Request:
Reproduce the records word for word, starting at the line that contains "Find and box the train engine." and stopping after the line that contains "[214,97,220,108]".

Record list:
* BEGIN *

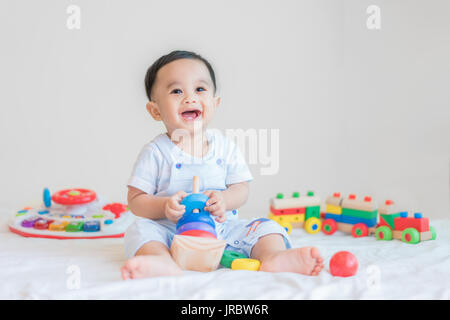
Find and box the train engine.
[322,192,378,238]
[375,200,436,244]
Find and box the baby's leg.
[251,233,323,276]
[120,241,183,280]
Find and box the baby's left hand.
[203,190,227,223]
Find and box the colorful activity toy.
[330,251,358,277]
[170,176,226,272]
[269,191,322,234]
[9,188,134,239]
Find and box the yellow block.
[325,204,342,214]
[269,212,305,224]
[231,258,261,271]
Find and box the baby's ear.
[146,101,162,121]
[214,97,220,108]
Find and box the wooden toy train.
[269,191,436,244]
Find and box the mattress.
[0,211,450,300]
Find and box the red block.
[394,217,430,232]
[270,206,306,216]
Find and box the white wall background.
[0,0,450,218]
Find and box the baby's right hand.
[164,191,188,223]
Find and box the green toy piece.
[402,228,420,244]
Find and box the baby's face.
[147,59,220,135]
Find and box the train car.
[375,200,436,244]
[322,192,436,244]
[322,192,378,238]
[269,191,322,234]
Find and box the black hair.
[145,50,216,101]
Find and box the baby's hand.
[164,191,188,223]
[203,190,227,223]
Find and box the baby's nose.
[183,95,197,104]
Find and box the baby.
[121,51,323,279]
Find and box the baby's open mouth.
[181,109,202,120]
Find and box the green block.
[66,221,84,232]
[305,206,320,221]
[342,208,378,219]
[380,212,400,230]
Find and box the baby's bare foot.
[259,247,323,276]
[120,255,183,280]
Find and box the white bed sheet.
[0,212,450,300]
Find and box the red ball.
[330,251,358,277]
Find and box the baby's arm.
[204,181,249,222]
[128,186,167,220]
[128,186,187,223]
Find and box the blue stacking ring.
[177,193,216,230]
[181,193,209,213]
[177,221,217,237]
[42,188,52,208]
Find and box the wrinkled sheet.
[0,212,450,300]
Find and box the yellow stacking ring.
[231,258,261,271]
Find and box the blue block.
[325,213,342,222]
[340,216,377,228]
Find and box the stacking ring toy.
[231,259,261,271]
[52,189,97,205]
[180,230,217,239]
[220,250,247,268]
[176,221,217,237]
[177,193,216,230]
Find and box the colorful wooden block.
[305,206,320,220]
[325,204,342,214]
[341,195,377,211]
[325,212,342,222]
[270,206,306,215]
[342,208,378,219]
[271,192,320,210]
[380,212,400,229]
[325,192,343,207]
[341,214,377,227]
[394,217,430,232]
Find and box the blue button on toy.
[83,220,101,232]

* END *
* BEGIN *

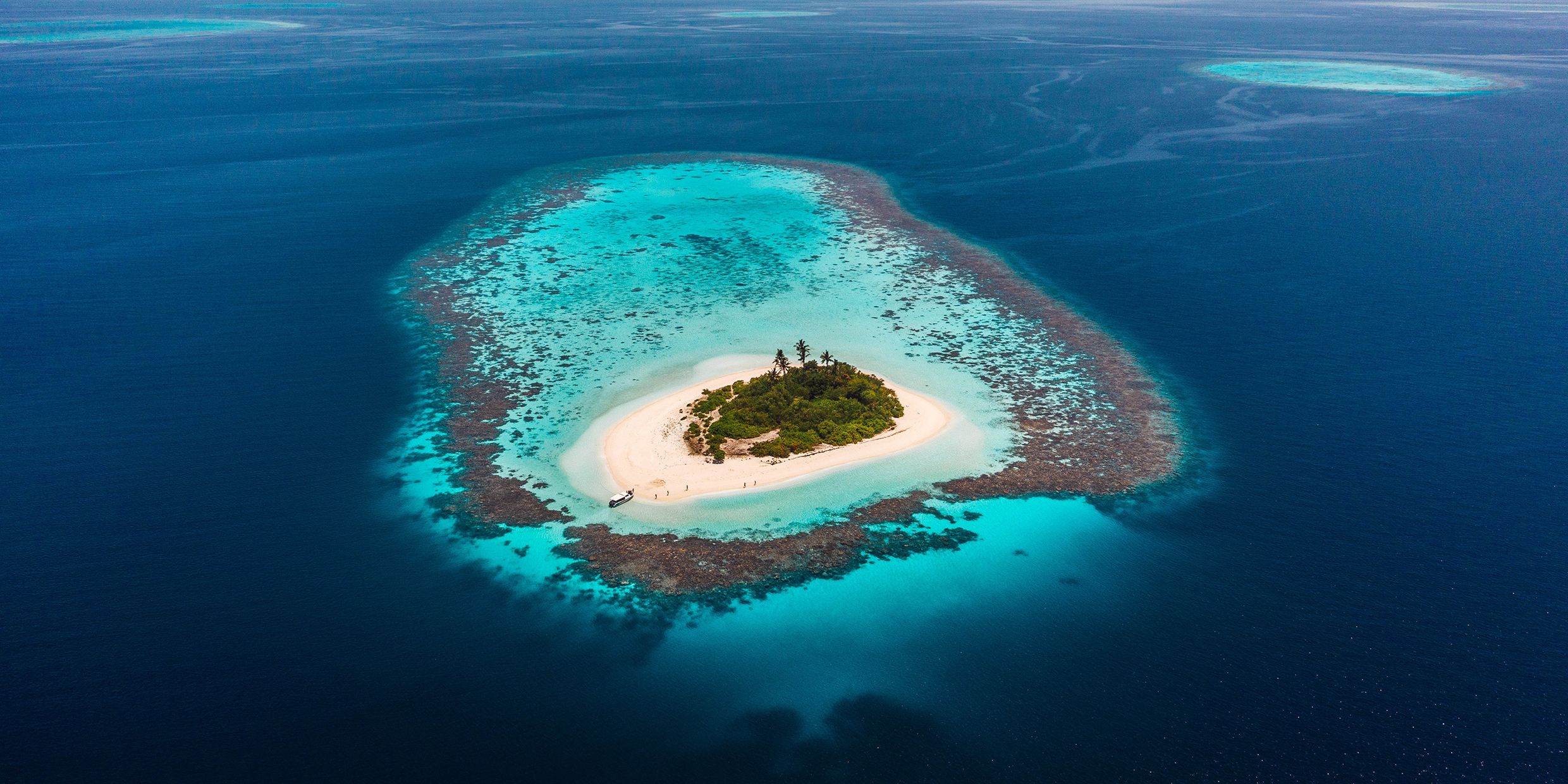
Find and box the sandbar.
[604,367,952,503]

* END *

Expected output:
Find and box the train engine.
[322,192,378,238]
[375,200,436,244]
Find and box the baby's leg.
[251,233,323,276]
[120,241,183,280]
Find and box the baby's left hand.
[203,190,227,223]
Find and box the colorful activity toy.
[330,251,358,277]
[170,176,226,272]
[269,191,322,234]
[9,188,134,239]
Find and box the yellow block.
[325,204,342,214]
[269,212,305,224]
[231,258,261,271]
Find and box the baby's ear.
[146,101,162,121]
[214,97,220,108]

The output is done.